■ SET EXERCISE
Pick out every line below that contains the word "metal", and copy each one.

■ DATA SECTION

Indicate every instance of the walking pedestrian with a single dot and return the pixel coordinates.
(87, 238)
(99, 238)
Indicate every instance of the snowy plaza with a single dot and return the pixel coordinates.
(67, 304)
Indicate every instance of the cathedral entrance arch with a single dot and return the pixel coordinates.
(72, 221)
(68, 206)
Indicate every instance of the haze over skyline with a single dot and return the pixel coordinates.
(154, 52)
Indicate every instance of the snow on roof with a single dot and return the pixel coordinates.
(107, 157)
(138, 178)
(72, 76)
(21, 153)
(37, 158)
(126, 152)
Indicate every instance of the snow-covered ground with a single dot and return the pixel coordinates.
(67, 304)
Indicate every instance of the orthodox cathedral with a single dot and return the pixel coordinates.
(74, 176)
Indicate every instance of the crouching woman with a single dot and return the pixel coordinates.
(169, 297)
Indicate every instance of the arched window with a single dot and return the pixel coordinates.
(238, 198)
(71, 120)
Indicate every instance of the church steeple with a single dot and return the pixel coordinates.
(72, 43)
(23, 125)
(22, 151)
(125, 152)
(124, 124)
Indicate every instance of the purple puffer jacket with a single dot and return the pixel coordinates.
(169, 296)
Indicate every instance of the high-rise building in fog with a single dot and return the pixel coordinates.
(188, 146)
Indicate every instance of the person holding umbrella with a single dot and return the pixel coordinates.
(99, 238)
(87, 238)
---
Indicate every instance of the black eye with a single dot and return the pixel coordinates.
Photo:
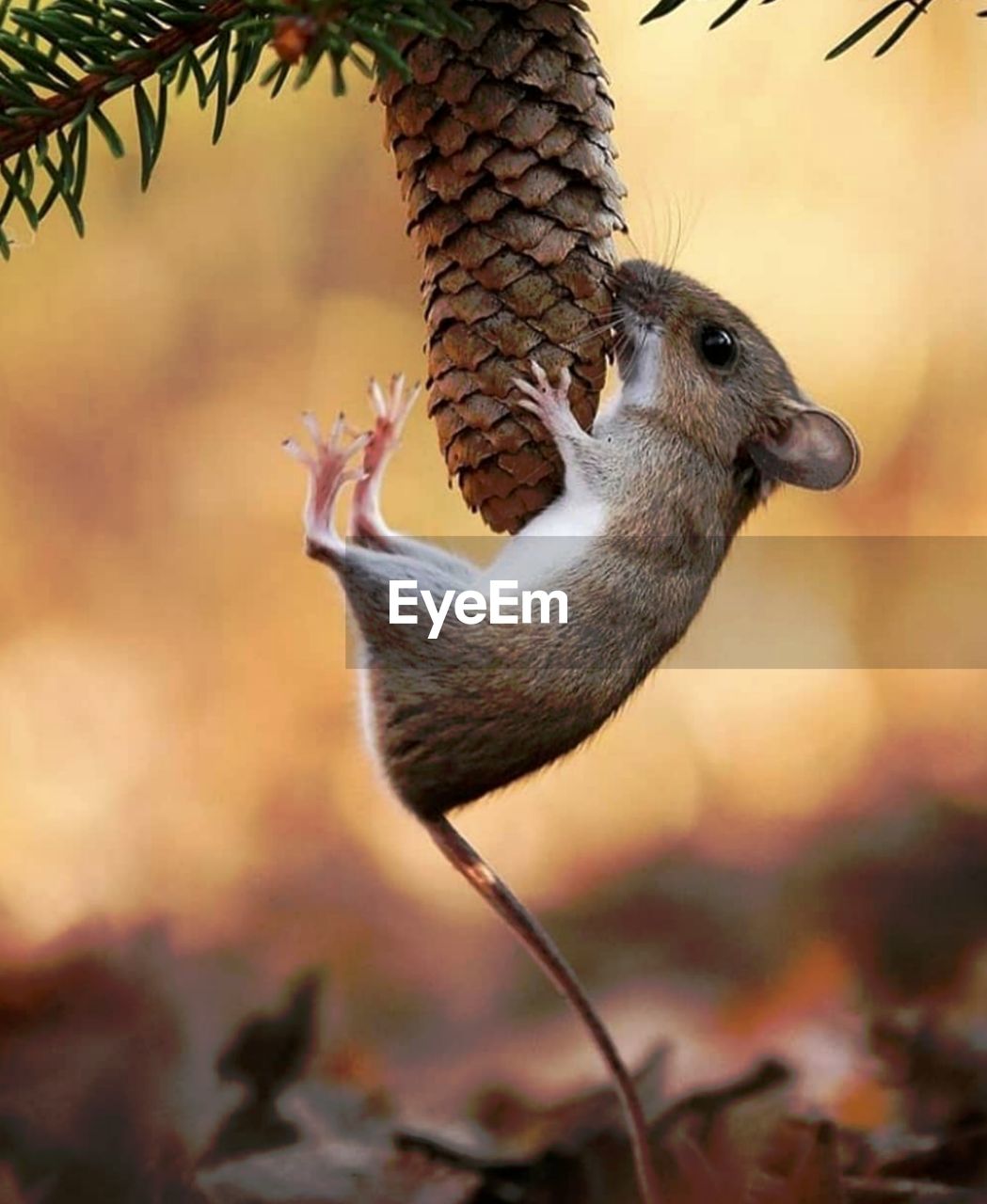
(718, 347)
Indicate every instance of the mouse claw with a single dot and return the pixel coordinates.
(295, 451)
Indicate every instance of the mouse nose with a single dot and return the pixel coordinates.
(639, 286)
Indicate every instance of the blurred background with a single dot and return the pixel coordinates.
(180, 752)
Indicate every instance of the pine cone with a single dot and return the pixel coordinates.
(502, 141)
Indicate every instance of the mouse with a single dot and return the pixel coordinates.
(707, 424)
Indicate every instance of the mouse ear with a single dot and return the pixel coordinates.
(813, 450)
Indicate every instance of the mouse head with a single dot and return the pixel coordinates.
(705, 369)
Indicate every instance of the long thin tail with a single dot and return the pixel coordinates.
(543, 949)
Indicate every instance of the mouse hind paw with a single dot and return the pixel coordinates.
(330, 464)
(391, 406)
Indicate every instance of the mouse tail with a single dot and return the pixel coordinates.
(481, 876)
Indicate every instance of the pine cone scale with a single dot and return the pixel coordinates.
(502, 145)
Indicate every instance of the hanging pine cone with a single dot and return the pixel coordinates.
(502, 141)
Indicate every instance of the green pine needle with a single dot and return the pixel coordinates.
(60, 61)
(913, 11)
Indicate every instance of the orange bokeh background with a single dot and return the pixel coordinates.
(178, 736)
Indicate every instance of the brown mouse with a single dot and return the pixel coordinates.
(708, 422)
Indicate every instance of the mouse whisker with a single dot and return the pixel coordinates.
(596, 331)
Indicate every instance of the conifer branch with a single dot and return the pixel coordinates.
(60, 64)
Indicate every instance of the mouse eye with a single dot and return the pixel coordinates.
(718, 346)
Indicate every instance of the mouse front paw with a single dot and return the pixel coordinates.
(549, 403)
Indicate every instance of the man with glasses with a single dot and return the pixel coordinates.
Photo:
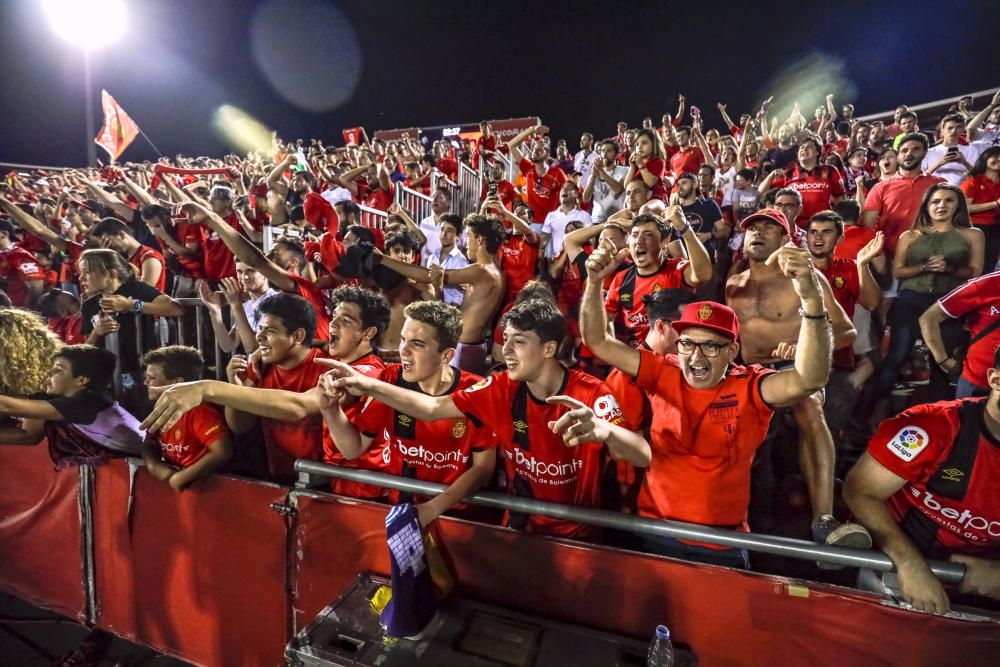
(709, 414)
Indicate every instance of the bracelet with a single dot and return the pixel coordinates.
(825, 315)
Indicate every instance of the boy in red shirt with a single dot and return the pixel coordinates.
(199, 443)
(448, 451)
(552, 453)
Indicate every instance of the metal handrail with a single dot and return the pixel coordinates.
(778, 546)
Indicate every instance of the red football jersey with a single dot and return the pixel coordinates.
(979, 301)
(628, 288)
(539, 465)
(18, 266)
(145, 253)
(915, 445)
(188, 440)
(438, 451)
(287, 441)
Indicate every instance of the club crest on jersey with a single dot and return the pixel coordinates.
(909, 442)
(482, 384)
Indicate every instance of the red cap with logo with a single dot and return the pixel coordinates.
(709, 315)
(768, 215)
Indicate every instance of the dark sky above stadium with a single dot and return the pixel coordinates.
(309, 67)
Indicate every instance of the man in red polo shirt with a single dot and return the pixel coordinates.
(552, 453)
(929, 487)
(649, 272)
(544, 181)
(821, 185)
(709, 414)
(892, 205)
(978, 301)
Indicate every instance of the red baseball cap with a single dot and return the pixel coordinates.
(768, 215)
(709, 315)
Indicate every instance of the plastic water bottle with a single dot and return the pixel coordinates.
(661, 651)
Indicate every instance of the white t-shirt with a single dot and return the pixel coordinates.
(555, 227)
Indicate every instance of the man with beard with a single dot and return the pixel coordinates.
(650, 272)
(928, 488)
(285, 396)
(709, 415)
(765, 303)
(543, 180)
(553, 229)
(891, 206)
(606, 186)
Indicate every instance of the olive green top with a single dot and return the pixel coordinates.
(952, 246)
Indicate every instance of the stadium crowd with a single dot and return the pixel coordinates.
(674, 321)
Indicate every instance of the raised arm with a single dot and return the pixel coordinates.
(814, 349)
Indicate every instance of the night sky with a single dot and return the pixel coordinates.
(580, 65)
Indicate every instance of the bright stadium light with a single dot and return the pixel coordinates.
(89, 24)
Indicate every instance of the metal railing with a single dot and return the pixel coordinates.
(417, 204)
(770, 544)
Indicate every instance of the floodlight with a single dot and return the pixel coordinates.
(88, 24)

■ OUTPUT OF THE EXERCISE
Indicate every instance of the metal handrail with a single dot and return the pixel coordinates.
Indicate every instance of the metal railing with a single dot and return the pixel coordinates.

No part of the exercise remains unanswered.